### Source data
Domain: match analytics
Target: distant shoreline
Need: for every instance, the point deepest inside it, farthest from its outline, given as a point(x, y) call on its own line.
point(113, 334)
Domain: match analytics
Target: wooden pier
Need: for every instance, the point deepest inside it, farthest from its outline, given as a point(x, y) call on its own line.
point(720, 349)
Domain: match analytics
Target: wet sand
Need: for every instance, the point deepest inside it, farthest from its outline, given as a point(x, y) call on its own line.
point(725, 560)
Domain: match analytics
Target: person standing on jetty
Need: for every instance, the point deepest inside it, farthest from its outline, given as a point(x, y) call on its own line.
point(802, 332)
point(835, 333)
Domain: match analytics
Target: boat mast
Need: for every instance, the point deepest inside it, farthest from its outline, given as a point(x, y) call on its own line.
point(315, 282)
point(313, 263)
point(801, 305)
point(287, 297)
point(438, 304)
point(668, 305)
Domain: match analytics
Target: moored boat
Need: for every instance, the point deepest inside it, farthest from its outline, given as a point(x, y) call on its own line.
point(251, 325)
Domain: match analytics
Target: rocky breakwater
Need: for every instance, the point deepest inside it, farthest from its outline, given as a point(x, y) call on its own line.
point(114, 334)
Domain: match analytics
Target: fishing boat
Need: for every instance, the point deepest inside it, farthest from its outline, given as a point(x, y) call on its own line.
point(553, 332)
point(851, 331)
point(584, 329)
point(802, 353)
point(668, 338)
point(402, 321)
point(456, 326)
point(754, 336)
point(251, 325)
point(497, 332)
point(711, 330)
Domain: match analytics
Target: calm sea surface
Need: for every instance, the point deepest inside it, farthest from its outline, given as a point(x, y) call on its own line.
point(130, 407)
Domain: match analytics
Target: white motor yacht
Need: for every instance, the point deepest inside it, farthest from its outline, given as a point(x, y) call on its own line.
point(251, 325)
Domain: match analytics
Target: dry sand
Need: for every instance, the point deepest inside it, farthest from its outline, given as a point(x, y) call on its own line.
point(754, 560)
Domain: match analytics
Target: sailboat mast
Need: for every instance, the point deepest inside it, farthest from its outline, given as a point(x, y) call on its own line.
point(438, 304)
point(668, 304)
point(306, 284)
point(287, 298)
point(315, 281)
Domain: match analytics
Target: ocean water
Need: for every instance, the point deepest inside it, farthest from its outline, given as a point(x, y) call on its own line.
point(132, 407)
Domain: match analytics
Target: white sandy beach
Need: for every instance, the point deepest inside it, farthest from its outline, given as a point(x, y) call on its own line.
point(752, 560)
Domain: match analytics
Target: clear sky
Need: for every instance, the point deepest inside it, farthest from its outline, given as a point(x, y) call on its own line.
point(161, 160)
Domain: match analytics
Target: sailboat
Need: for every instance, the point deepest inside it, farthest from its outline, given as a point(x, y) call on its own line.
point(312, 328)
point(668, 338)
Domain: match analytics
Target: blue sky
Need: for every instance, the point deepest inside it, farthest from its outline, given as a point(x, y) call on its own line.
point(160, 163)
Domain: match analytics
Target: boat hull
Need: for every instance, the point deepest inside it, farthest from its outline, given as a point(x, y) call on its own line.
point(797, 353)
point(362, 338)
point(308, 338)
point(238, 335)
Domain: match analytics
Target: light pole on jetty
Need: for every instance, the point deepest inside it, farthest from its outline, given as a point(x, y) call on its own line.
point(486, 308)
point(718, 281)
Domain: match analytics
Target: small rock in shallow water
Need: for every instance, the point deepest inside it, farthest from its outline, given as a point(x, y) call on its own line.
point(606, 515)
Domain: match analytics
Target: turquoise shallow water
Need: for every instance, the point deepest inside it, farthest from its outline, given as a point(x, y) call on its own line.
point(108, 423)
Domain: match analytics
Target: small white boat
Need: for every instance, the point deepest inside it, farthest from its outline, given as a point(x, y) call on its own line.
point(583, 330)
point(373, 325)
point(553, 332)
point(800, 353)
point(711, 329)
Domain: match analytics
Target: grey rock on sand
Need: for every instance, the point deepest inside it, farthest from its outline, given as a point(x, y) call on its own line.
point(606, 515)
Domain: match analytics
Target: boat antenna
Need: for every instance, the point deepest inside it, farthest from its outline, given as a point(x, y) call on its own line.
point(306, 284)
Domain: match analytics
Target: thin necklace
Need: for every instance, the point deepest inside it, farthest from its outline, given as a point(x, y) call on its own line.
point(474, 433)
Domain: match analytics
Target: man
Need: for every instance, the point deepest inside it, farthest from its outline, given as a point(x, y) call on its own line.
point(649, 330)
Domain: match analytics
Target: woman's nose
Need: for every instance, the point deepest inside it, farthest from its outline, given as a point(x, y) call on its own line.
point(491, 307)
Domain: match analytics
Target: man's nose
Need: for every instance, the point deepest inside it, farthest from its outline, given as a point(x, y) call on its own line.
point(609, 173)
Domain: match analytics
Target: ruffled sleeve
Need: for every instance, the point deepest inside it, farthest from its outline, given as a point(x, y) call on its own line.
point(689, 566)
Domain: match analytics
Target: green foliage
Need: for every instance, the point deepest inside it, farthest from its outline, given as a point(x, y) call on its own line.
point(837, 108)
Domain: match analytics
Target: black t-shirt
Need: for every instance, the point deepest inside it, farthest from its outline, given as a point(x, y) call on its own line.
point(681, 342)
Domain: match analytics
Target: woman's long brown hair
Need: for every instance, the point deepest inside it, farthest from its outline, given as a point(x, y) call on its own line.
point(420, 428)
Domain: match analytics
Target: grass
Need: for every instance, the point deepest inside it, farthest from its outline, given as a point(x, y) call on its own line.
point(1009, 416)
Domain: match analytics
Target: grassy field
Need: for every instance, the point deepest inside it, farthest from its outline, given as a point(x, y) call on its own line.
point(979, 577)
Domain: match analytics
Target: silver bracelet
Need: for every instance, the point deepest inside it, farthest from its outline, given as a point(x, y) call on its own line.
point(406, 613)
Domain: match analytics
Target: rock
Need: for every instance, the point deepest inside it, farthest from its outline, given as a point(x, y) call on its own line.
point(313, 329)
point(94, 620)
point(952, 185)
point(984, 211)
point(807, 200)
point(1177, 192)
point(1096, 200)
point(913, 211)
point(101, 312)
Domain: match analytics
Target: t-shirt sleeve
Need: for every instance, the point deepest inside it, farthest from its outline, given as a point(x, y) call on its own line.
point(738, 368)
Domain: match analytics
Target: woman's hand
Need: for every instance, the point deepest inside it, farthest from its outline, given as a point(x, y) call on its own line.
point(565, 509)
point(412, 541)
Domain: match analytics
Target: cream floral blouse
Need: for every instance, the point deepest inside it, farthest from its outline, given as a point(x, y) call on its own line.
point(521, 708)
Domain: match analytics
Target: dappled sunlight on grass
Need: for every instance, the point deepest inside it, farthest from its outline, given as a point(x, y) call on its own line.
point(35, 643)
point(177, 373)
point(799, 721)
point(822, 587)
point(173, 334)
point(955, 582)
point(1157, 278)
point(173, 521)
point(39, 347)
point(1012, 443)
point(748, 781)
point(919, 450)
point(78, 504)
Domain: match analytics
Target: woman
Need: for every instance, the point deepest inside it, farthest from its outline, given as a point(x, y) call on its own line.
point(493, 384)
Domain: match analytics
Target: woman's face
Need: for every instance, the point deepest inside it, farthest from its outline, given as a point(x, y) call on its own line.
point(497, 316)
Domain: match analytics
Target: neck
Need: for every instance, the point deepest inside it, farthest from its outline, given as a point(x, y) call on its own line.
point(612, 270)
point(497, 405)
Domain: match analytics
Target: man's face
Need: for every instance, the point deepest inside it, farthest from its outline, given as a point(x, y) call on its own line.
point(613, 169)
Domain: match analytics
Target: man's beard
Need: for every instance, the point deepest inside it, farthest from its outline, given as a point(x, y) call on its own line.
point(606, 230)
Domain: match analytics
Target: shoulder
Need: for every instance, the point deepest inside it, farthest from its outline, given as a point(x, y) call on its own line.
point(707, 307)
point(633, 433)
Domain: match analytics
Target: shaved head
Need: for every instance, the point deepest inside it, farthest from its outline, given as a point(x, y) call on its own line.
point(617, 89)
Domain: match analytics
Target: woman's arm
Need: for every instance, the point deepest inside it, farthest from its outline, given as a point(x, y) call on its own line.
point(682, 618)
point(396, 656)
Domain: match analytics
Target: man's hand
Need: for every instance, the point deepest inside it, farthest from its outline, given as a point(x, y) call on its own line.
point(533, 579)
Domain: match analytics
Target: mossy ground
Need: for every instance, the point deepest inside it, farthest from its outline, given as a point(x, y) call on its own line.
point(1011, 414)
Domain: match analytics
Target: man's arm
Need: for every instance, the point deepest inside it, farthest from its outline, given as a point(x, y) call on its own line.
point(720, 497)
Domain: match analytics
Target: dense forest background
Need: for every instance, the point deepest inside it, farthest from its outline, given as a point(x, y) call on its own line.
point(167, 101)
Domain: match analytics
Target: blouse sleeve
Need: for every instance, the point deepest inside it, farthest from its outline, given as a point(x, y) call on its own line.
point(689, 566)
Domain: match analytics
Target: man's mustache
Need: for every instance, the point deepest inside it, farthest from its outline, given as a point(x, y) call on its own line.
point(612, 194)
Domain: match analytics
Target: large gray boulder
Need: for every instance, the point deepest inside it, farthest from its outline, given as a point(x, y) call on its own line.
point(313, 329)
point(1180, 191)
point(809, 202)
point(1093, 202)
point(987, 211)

### PROBLEM REQUIREMENTS
Bring together each line above where the string "jetty" turns up.

### TASK RESPONSE
Target: person standing on jetty
Target: light pole on jetty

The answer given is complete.